続いて、神経学的診察を行い、感覚の異常や体の動きの変化を評価します。
確認する項目
- 深部腱反射(膝蓋腱反射などの反射)の変化
- 振動覚・位置覚(体の位置を感じる感覚)の低下
- 筋力低下や協調運動の乱れ
これらの所見は、亜急性脊髄連合変性症に特徴的な症状です。
血液検査
血液検査は、この病気の診断において欠かせません。
調べる項目
検査項目 | 正常値 |
血清ビタミンB12 | 180-914 pg/mL |
血清葉酸 | 3.6-12.9 ng/mL |
総ホモシステイン | 3.7-13.5 μmol/L |
血清ビタミンB12値が低下していれば、亜急性脊髄連合変性症の可能性が高いです。
ただし、正常値の下限に近い場合、総ホモシステインやメチルマロン酸の値も測定し、数値が上昇していると、ビタミンB12が不足していることを示しています。
画像診断
MRI検査は、脊髄の状態を詳しく調べるのに必要な検査です。
T2強調画像という特殊な撮影方法で、特徴的な所見が見られます。
- 後索(脊髄の後ろ側の部分)が白く光って見える
- 逆V字型の異常な信号
- 左右対称的な変化
特徴的な所見は、ビタミンB12不足による脊髄の変性を表しています。
——————————
練習問題 =
(1) 亜急性脊髄連合変性症の検査についての本文によると、血清ビタミンB12の正常値はいくらですか。
(2) 亜急性脊髄連合変性症の検査についての本文から、「ただし、正常値の下限に近い場」で始まり「特徴的な所見は、ビタミンB12不足による脊髄の変性を表しています。」で終わる部分を、そのまま書き写しなさい。
(3) 亜急性脊髄連合変性症の検査についての本文を、最後の文のあとから書き継ぎなさい。
——————————
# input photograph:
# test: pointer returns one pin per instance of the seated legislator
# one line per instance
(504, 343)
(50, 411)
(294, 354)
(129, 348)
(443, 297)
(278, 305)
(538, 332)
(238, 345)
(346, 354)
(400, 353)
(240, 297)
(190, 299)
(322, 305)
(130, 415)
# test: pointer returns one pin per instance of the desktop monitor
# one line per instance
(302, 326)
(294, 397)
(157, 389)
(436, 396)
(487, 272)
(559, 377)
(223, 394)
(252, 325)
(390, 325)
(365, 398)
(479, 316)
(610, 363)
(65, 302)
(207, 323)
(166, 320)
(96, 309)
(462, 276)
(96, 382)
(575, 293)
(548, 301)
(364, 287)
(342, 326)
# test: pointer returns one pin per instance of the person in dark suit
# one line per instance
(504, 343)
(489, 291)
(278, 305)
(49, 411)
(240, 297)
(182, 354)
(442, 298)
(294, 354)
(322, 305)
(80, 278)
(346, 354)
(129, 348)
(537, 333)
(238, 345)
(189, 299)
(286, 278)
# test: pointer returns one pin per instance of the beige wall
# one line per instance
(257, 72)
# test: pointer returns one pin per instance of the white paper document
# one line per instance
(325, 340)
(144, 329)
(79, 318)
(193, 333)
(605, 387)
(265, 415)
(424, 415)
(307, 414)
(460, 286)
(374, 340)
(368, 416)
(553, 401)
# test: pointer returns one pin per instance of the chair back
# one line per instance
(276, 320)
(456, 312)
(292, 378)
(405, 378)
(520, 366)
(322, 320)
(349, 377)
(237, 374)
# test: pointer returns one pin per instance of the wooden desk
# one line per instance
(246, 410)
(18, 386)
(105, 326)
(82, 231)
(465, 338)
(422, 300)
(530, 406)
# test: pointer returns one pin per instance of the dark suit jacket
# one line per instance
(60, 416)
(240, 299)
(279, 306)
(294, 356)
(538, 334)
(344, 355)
——————————
解答一覧 =
(1) 180-914 pg/mL です。

(2)
ただし、正常値の下限に近い場合、総ホモシステインやメチルマロン酸の値も測定し、数値が上昇していると、ビタミンB12が不足していることを示しています。
画像診断
MRI検査は、脊髄の状態を詳しく調べるのに必要な検査です。
T2強調画像という特殊な撮影方法で、特徴的な所見が見られます。
- 後索(脊髄の後ろ側の部分)が白く光って見える
- 逆V字型の異常な信号
- 左右対称的な変化
特徴的な所見は、ビタミンB12不足による脊髄の変性を表しています。

(3)
MRI所見 | 特徴 |
後索の高信号 | T2強調画像で明るく見える |
逆V字型変化 | 後索が選択的に障害されていることを示唆 |
左右対称性 | 両側に同じように病変が分布 |
ただし、MRIで異常が見られなくても、亜急性脊髄連合変性症を完全に否定することはできません。
確定診断
亜急性脊髄連合変性症の確定診断は、次の要素を総合的に評価して行います。
- 特徴的な症状が見られるか
- 血液中のビタミンB12値が低下しているか
- MRIで特徴的な所見が見られるか
- ビタミンB12を補充すると症状が改善するか
診断基準を満たし、他の脊髄の病気が除外できれば、亜急性脊髄連合変性症と確定診断します。
亜急性脊髄連合変性症の治療法と処方薬、治療期間
亜急性脊髄連合変性症の治療は、ビタミンB12を補うことを中心とし、患者さんの状態に合わせて投与の仕方や量を調整します。
ビタミンB12補充
ビタミンB12を補うことは、亜急性脊髄連合変性症の治療で最も重要な方法です。
ビタミンB12補充は、神経系の働きを回復させ、症状を良くすることを目指し、多くの場合、神経の症状が悪化するのを抑えられ、改善することもあります。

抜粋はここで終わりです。